:: Material provided ::
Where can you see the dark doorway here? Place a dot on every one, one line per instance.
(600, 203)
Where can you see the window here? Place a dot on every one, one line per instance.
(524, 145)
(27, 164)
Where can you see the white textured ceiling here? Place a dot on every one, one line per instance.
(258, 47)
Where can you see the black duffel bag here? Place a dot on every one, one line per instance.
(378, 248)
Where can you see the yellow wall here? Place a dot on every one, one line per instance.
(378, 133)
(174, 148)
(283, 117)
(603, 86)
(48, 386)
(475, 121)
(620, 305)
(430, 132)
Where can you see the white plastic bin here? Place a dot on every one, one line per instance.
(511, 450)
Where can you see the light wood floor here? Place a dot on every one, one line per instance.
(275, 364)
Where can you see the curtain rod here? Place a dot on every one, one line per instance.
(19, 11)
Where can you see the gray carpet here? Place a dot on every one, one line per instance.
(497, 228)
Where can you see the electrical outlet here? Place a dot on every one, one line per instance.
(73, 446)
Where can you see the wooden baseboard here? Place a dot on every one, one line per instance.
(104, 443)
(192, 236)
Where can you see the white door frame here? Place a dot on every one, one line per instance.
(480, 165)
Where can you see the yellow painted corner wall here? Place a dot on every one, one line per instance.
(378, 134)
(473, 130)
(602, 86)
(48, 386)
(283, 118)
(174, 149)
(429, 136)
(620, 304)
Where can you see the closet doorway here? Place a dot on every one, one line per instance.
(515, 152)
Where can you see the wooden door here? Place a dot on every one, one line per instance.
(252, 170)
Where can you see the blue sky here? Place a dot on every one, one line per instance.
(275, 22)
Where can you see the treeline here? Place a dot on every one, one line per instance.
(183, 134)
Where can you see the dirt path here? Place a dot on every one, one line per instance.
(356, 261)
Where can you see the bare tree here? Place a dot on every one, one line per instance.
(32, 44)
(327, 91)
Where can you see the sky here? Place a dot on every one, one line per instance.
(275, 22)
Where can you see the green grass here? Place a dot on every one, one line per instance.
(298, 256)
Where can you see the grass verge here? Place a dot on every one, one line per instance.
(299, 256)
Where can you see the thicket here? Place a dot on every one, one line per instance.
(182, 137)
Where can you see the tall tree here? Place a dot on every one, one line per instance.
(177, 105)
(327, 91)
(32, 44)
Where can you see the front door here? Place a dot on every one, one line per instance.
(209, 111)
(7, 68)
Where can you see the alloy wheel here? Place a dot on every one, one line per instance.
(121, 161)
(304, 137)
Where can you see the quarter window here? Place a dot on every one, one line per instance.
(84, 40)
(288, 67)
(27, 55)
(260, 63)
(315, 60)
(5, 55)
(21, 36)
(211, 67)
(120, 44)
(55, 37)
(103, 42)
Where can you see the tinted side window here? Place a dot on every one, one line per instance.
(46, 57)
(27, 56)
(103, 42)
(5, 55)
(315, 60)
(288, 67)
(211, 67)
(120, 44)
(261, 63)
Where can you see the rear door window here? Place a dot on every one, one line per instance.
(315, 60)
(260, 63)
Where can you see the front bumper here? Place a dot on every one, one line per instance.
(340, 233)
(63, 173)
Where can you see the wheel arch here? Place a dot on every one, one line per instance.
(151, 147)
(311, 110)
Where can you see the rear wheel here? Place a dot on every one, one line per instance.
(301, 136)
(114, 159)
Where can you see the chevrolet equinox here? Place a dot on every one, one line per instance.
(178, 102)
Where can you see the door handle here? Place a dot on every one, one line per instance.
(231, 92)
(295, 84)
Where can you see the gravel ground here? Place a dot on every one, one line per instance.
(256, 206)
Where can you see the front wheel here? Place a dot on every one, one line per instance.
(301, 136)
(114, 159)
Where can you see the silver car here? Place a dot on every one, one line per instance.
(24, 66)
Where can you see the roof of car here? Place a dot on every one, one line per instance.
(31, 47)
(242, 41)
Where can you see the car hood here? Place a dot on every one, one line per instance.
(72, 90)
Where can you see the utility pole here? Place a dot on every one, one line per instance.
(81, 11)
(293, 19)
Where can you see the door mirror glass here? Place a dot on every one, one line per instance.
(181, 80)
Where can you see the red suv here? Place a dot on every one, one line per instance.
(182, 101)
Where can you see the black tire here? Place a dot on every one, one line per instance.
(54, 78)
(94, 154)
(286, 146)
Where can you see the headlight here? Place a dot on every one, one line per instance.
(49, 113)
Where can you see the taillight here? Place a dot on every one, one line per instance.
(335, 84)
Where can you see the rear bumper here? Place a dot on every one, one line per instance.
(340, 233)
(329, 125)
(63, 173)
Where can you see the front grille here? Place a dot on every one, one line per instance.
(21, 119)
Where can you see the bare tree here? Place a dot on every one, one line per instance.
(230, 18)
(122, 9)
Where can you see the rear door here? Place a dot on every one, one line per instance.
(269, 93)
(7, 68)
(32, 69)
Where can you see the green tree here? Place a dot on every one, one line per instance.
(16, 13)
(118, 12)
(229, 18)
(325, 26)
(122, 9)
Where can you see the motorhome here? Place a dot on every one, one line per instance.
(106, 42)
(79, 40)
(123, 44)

:: Required work ::
Would you copy out, unchanged, everything above from the line containing "Where can you see the green tree" down to the final line?

:: Output for this exercise ::
Where can you see the green tree here? Place a dot on every one, one line per instance.
(16, 13)
(118, 12)
(229, 18)
(325, 26)
(122, 9)
Where can you see the motorhome here? Place a dot on every one, one line per instance.
(106, 42)
(79, 40)
(123, 44)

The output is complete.